— START READING TEXT —

22. Jones, Burke and the Invention of Modern Conservatism (22 Oct 2017)

A problematic monograph studying Edmund Burke’s establishment as founder of British conservatism. Burke’s supple yet vociferous politics left the Georgian / early Victorians to decide whether he was a great statesman and who were his heirs: neither the Whigs nor the Tories could claim the whole of him, Peel and Disraeli making no overt appeals to his legacy. So too were they unsure of his Irish heritage. By mid century, however, in part because his contrasting the English constitution with French tumult, he was seen as a conservative genius — the author ignores Blackstone or Bagehot! — while Matthew Arnold and others acclaimed him a literary prodigy. Later, he became generally fashionable as an aphorist, a kind of Mark Twain. Amid constitutional reform of the 1860s, Liberals couldn’t accept his prior opposition; however, revisionist appraisals by Leslie Stephens and especially John Morley helped bring him into the Irish Home Rule debate of the 1880s. Gladstone was his foremost Liberal supporter, the Liberal Unionists used him the most. The author asserts Irish conflict, in combination with the Unionists transition to the Tories, was the turning point. When it became evident the Liberals would not reconcile, the question of who truly succeeded Burke reached its final phase, ironically echoing the split between Fox and Burke over the French Revolution. Yet there were two additional dynamics at work. Burke’s oeuvre was reduced to body of political theory, notably by Hugh Cecil, son of Lord Salisbury, in which he was recognized as a pioneer of applying historical method in deriving just politics. Separately, he was widely studied in schools as a paradigm of English rhetoric as well as the English state (in contradistinction to the French Revolution). Sensibly organized but poorly written and occasionally conceptually muddy, the work is irredeemably undermined by both a rushed ‘epilogue’ citing a David Bromwich quote as evidence Burke is not in fact at conservative at all, and more importantly failing to deliver on the title’s promise, British political conservatism being nowhere treated in the whole.

— END READING TEXT —

▶ _GIVEN REQUEST A_: In the records, give the lines from the one containing "[spot] the barn" through the end of the records again, replacing "track rail" with "sliding track" and changing nothing else.

— START STORED DATA —

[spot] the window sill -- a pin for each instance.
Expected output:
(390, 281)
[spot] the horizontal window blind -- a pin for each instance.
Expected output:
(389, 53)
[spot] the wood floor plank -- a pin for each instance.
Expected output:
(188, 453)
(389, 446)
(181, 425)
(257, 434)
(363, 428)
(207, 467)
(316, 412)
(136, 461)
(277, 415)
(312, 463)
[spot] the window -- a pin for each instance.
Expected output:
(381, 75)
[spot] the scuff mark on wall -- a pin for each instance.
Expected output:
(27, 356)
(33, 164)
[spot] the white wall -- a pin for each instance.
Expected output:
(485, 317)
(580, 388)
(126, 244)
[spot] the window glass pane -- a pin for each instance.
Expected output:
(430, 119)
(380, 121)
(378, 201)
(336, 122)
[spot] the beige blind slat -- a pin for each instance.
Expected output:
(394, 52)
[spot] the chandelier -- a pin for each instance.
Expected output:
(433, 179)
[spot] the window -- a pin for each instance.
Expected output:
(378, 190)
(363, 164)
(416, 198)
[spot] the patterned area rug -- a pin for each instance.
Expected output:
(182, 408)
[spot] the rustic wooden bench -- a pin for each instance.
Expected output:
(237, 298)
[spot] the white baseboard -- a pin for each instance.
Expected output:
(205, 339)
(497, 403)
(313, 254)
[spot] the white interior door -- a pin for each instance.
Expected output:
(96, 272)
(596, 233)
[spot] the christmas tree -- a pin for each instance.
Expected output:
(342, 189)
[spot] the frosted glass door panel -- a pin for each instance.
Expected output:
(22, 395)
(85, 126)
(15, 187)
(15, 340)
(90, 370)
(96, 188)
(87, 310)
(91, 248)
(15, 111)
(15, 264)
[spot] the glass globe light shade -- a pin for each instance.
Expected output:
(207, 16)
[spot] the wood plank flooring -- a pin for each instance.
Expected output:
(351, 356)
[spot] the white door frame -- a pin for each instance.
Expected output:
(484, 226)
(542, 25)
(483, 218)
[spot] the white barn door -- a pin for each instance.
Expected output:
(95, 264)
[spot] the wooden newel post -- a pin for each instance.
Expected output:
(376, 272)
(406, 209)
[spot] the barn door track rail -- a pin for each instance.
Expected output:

— END STORED DATA —

▶ _GIVEN REQUEST B_: According to the book review, who was Burke's foremost Liberal supporter?

▶ _TASK RESPONSE A_:
[spot] the barn door sliding track -- a pin for each instance.
Expected output:

▶ _TASK RESPONSE B_: Gladstone